Verspätungen, Zugausfälle, überfüllte Waggons und schlechter Service führen
zu immer größerem öffentlichem Unmut. „Bei der Lösung der Probleme ist die
Bundesregierung gefragt, die Bahn hat nur einen begrenzten
Handlungsspielraum“, sagt Kosok.
Die Bahn hinkt erheblich mit den Investitionen hinterher, sie müsste viel
mehr in den Ausbau der Strecken stecken, in mehr Züge und mehr Personal. In
diesem Jahr erwartet der Bahnkonzern zwar einen Betriebsgewinn von 2,1
Milliarden Euro. Damit allein aber können die versäumten Investitionen
nicht nachgeholt werden. „Die Bahn kann ihre Probleme nur in den Griff
bekommen, wenn der Bund mehr Geld zur Verfügung stellt“, sagt Kosok. Damit
mehr Züge fahren, müssen keine Strecken wiederbelebt oder neu gebaut
werden. Schon eine Modernisierung würde viel bringen. Mithilfe des
hochmodernen Zugsicherungssystems European Train Control System (ETCS)

◇ ◇ ◇ ◇

§ **Ziel 1**
Welchen Betriebsgewinn erwartet der Bahnkonzern laut Lesetext in diesem Jahr?
§ **Ziel 2**
Zitieren Sie aus dem Lesetext die Passage, die mit „Die Bahn hinkt“ einsetzt und bis einschließlich „Control System (ETCS)“ reicht.
Stützen Sie sich ausschließlich auf den Lesetext.

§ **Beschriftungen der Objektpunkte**
◇ ◇ ◇ ◇

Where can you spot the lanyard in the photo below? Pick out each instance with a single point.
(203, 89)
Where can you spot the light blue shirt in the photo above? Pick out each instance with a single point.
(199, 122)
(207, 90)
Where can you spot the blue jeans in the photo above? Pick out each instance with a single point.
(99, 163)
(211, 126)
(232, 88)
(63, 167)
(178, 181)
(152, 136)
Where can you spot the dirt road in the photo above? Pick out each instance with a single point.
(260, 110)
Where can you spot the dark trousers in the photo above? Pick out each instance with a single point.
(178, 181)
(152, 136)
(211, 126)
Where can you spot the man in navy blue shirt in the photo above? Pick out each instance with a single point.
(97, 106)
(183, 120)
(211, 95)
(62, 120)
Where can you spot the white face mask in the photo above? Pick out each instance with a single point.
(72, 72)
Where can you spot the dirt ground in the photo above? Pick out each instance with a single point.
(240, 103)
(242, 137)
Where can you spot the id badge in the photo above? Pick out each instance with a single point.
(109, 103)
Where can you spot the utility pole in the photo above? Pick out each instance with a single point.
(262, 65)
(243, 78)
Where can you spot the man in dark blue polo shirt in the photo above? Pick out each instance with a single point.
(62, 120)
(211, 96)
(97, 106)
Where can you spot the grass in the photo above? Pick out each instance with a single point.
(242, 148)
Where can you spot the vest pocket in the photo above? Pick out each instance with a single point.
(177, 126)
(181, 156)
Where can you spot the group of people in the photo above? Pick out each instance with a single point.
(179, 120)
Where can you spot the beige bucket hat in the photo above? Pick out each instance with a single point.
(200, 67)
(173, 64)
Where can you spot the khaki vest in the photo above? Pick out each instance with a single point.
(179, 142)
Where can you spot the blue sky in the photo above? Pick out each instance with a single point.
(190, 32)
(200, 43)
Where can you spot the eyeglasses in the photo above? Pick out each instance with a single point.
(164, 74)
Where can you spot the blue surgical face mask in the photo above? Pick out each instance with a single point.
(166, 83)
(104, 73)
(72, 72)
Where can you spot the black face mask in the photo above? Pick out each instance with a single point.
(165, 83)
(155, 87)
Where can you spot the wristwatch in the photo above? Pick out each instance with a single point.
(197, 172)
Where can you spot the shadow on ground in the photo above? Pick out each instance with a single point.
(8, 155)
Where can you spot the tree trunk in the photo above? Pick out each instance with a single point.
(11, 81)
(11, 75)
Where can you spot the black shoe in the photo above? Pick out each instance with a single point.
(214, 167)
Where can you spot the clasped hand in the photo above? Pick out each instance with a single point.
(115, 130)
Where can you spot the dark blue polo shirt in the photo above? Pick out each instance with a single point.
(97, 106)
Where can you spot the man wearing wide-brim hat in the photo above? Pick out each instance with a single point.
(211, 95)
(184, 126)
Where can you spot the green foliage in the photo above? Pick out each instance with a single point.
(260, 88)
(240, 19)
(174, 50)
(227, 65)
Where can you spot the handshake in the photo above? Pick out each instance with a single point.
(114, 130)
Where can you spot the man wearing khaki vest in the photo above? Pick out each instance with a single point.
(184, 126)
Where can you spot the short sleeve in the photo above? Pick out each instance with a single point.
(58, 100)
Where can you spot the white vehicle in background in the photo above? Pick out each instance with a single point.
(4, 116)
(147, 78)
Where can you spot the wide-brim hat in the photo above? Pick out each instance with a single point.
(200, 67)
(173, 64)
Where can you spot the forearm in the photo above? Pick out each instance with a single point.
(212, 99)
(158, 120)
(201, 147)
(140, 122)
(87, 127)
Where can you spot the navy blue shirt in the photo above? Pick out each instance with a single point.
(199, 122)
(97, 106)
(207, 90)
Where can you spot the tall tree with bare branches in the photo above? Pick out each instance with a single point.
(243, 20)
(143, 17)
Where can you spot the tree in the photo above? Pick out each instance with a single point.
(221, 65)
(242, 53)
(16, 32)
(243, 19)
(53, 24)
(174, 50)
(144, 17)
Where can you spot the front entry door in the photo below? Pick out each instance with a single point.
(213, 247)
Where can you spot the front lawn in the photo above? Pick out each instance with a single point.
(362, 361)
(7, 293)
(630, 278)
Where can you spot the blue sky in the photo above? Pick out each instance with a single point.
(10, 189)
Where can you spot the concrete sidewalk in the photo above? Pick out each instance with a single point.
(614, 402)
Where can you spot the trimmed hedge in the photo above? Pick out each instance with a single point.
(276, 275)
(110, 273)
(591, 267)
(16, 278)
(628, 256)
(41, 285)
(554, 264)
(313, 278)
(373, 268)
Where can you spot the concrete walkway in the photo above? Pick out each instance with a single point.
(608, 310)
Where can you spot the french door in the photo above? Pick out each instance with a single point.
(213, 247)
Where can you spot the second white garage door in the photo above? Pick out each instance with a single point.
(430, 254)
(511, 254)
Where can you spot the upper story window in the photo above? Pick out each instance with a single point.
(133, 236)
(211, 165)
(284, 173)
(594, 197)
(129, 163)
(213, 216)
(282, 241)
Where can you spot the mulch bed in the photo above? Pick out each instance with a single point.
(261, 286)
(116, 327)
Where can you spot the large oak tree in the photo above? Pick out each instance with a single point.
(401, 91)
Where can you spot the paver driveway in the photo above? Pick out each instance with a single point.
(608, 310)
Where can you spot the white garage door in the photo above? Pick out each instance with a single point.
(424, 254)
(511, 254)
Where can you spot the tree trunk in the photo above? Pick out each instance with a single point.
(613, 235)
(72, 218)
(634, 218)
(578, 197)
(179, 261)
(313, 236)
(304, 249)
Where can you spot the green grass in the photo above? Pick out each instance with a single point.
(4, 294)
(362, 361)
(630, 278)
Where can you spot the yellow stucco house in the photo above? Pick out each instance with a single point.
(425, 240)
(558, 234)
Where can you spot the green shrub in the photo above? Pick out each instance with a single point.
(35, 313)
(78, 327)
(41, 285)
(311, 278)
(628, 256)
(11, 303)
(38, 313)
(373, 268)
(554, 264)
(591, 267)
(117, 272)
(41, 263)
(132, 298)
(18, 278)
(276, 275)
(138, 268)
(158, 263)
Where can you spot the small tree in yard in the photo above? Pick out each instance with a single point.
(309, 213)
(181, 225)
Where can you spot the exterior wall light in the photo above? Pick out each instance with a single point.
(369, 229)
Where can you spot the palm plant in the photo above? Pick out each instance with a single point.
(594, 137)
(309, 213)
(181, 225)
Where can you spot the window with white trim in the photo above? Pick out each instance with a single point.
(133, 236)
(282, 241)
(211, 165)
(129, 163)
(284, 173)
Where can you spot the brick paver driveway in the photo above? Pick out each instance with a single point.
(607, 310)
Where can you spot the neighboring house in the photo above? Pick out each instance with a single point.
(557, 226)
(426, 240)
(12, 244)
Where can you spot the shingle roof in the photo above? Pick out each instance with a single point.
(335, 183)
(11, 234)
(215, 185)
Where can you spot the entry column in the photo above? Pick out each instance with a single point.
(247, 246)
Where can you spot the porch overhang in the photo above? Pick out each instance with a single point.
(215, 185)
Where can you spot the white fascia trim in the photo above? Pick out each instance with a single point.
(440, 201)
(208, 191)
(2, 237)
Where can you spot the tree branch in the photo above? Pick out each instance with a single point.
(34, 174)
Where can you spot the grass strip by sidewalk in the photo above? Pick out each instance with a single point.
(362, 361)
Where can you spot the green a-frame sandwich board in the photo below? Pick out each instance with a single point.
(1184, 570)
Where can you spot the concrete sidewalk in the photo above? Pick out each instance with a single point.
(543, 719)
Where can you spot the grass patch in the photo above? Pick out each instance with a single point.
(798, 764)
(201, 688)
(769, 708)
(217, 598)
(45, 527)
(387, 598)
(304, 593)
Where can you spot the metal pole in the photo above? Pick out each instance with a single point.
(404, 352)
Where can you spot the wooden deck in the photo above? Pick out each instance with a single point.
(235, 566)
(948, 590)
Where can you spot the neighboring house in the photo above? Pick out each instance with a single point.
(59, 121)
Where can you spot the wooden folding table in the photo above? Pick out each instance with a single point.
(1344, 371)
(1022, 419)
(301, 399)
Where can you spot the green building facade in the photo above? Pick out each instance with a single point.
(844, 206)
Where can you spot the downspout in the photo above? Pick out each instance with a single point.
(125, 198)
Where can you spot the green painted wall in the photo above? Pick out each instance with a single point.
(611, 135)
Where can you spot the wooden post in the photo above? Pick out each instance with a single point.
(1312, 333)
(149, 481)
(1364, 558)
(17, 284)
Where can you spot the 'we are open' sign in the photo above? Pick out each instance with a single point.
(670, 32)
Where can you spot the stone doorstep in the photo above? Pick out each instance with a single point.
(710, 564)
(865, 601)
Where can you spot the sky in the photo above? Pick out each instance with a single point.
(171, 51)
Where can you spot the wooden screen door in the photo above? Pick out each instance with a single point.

◇ ◇ ◇ ◇

§ **Vollständige Ausgabe 1**
2,1 Milliarden Euro.

§ **Vollständige Ausgabe 2**
Die Bahn hinkt erheblich mit den Investitionen hinterher, sie müsste viel
mehr in den Ausbau der Strecken stecken, in mehr Züge und mehr Personal. In
diesem Jahr erwartet der Bahnkonzern zwar einen Betriebsgewinn von 2,1
Milliarden Euro. Damit allein aber können die versäumten Investitionen
nicht nachgeholt werden. „Die Bahn kann ihre Probleme nur in den Griff
bekommen, wenn der Bund mehr Geld zur Verfügung stellt“, sagt Kosok. Damit
mehr Züge fahren, müssen keine Strecken wiederbelebt oder neu gebaut
werden. Schon eine Modernisierung würde viel bringen. Mithilfe des
hochmodernen Zugsicherungssystems European Train Control System (ETCS)